## THE PROBLEM
Arrange the lines below into a Markdown table with the columns No. and Line, giving each row a number and skipping any blank lines.
++++
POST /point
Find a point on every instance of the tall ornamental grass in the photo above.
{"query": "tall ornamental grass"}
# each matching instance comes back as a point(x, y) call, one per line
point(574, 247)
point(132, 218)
++++
## FINAL ANSWER
| No. | Line |
|---|---|
| 1 | POST /point |
| 2 | Find a point on every instance of the tall ornamental grass in the photo above. |
| 3 | {"query": "tall ornamental grass"} |
| 4 | # each matching instance comes back as a point(x, y) call, one per line |
| 5 | point(574, 247) |
| 6 | point(132, 218) |